== Problem details ==
Every line of the records that holds the word "sign" should be copied.

= = = = =

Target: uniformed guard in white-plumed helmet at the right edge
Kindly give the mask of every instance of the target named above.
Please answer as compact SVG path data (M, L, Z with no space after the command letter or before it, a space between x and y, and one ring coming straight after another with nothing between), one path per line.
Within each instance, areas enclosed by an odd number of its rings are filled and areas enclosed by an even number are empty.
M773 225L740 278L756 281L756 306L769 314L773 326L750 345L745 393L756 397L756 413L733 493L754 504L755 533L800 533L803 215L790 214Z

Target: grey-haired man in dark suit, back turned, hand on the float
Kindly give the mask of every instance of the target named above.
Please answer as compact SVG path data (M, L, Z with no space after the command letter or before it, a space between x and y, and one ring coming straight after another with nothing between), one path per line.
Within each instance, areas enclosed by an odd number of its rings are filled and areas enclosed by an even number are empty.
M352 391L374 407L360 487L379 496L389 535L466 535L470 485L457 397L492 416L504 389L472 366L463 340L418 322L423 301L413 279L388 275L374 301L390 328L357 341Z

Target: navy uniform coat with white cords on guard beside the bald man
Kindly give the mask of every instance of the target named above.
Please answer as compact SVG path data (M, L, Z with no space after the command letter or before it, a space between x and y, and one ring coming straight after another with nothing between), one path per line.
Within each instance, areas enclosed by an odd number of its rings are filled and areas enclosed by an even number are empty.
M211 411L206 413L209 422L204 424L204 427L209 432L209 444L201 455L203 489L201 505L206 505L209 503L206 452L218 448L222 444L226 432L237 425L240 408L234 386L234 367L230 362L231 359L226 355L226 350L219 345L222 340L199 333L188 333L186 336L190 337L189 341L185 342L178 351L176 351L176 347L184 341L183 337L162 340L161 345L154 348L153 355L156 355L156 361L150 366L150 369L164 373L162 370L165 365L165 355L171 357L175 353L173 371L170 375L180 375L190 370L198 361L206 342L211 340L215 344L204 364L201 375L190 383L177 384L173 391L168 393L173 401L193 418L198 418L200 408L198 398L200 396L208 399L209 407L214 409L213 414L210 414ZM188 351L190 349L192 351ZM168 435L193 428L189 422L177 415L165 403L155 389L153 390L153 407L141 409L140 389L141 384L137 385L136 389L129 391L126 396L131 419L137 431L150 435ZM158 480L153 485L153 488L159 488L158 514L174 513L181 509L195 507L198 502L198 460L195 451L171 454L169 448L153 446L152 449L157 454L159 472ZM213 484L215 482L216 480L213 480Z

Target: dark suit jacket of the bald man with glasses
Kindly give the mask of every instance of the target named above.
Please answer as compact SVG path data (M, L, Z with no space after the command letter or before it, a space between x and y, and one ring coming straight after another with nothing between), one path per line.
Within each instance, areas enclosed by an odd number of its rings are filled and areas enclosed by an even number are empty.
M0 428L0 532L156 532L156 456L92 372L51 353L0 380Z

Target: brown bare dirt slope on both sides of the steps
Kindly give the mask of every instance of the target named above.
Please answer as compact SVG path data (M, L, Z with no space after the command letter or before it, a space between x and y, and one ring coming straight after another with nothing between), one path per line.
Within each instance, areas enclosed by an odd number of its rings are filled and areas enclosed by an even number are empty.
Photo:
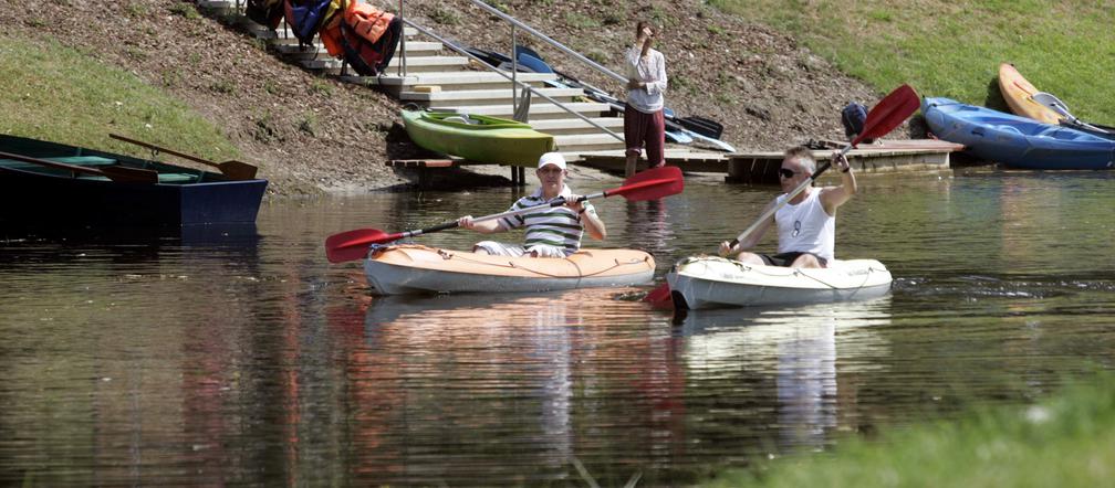
M9 0L0 9L0 25L11 36L55 39L90 52L180 97L260 165L273 193L375 191L413 177L382 164L416 152L396 125L395 99L285 64L260 41L193 16L182 3ZM723 123L724 139L738 149L780 150L809 138L840 138L840 108L850 100L870 105L880 96L793 38L700 1L496 4L613 69L637 19L661 26L656 48L667 58L667 105L679 116ZM508 26L467 1L406 6L411 19L439 33L510 50ZM562 71L620 92L618 84L521 30L518 40ZM905 137L902 130L892 137Z

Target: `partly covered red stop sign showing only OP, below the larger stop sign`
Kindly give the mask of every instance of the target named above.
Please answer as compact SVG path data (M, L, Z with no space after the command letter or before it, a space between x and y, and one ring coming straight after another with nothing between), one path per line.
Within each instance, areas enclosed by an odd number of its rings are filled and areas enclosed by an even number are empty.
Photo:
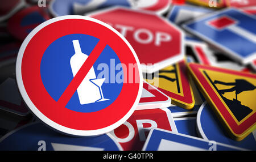
M157 127L177 132L169 109L135 110L125 123L110 134L121 144L123 150L142 150L149 131Z

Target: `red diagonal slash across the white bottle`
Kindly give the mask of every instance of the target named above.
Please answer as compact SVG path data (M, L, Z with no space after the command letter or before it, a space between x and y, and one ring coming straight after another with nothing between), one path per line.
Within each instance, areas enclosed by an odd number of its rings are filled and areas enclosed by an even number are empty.
M75 77L71 80L68 87L65 89L63 94L60 96L60 99L57 101L58 105L65 106L68 101L71 99L73 94L76 92L76 89L84 80L85 76L92 68L93 64L96 62L97 58L100 56L101 52L104 50L106 44L104 41L99 41L93 51L90 53L89 57L86 59L84 64L81 66L80 70L77 72Z

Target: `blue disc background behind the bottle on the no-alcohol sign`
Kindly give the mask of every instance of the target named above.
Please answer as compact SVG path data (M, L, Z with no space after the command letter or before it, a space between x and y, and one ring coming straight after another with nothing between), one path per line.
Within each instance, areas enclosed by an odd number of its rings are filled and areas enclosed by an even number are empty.
M44 87L55 101L59 100L60 96L63 94L73 79L70 59L75 54L75 49L73 48L72 40L79 40L82 53L88 56L99 41L99 39L93 36L72 34L60 37L48 46L42 57L40 64L40 74ZM106 45L100 54L100 57L97 58L97 61L93 65L96 77L102 71L97 70L97 67L100 63L106 63L106 65L109 67L109 77L104 76L106 78L105 82L108 81L108 83L102 84L104 98L109 100L81 105L76 91L71 97L71 100L68 101L68 104L65 106L65 108L74 110L76 112L97 112L98 110L106 108L112 104L115 99L117 99L119 93L121 92L123 82L110 83L110 75L113 75L110 74L110 59L115 60L115 66L118 63L121 63L114 50L110 48L109 45ZM117 73L123 74L123 69L114 70L114 72L111 70L111 72L114 73L115 76ZM123 78L121 80L123 81Z

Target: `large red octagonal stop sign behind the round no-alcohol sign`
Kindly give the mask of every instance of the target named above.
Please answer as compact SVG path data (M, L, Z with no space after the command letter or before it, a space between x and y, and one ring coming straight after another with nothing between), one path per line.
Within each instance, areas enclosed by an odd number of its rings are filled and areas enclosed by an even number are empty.
M183 32L152 12L113 7L89 16L125 36L138 55L143 73L154 73L184 57Z

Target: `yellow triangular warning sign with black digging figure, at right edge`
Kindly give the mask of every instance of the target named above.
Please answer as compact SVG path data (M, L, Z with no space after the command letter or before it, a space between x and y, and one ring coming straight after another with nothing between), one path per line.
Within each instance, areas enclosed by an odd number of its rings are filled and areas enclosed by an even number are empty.
M205 99L236 140L255 129L256 75L189 63Z

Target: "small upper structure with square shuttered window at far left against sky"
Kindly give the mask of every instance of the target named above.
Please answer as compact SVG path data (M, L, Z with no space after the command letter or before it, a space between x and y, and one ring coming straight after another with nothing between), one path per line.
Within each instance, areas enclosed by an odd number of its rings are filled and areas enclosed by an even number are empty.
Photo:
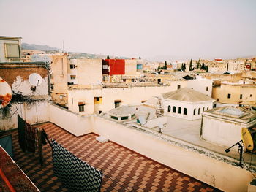
M21 37L0 36L0 62L20 61Z

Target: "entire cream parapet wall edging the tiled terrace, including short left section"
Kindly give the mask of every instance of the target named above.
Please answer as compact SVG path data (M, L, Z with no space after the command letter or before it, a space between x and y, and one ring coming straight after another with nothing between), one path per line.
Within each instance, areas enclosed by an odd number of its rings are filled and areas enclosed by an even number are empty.
M96 115L81 116L54 104L50 104L49 110L50 122L77 137L94 132L222 191L246 192L253 179L231 158L163 137L149 128L133 128Z

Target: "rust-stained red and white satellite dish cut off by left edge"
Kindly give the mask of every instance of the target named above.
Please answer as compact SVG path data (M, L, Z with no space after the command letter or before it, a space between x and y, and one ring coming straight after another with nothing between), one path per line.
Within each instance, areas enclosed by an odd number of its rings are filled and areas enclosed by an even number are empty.
M7 106L12 99L12 89L10 85L0 77L0 109Z

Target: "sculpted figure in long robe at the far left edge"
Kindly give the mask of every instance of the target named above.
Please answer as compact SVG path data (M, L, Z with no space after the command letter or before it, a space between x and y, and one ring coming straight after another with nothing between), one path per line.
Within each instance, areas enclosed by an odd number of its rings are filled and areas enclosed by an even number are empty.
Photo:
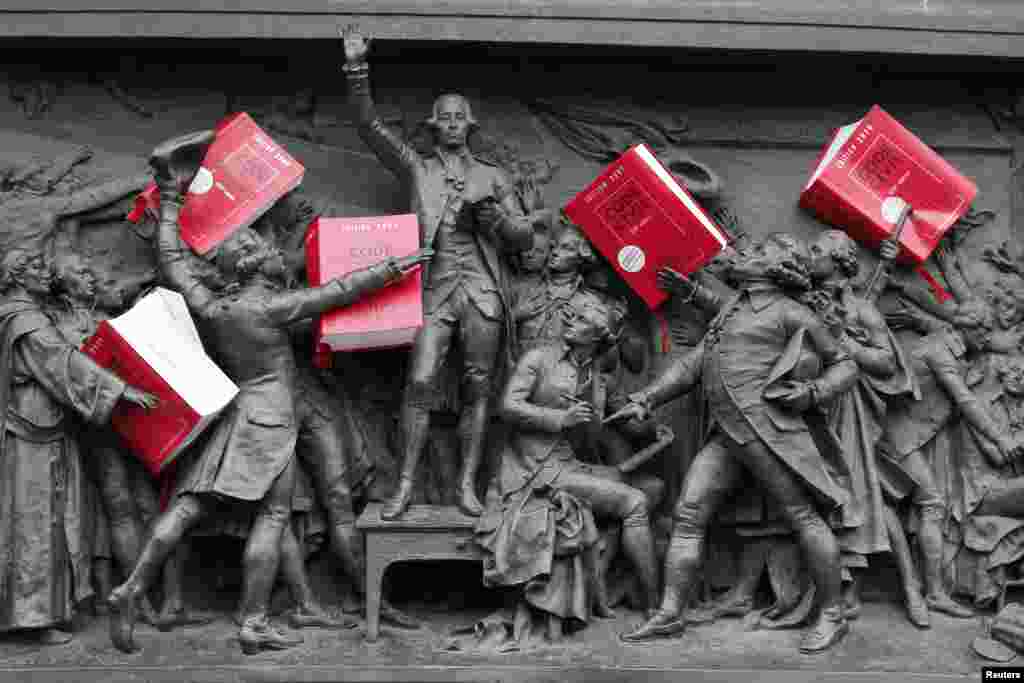
M68 412L103 424L119 400L157 399L65 341L40 302L53 273L38 252L0 262L0 631L67 642L73 601L89 593L82 548L82 468Z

= = = = =

== Written solution ==
Target: `partly covered red stop sign showing only OP, below the larger stop sign`
Target: `blue disc background behind the bottle on the no-alcohol sign`
Target: `large red octagonal stop sign behind the round no-alcohol sign`
Target: `yellow triangular warning sign with black digging figure, at right edge`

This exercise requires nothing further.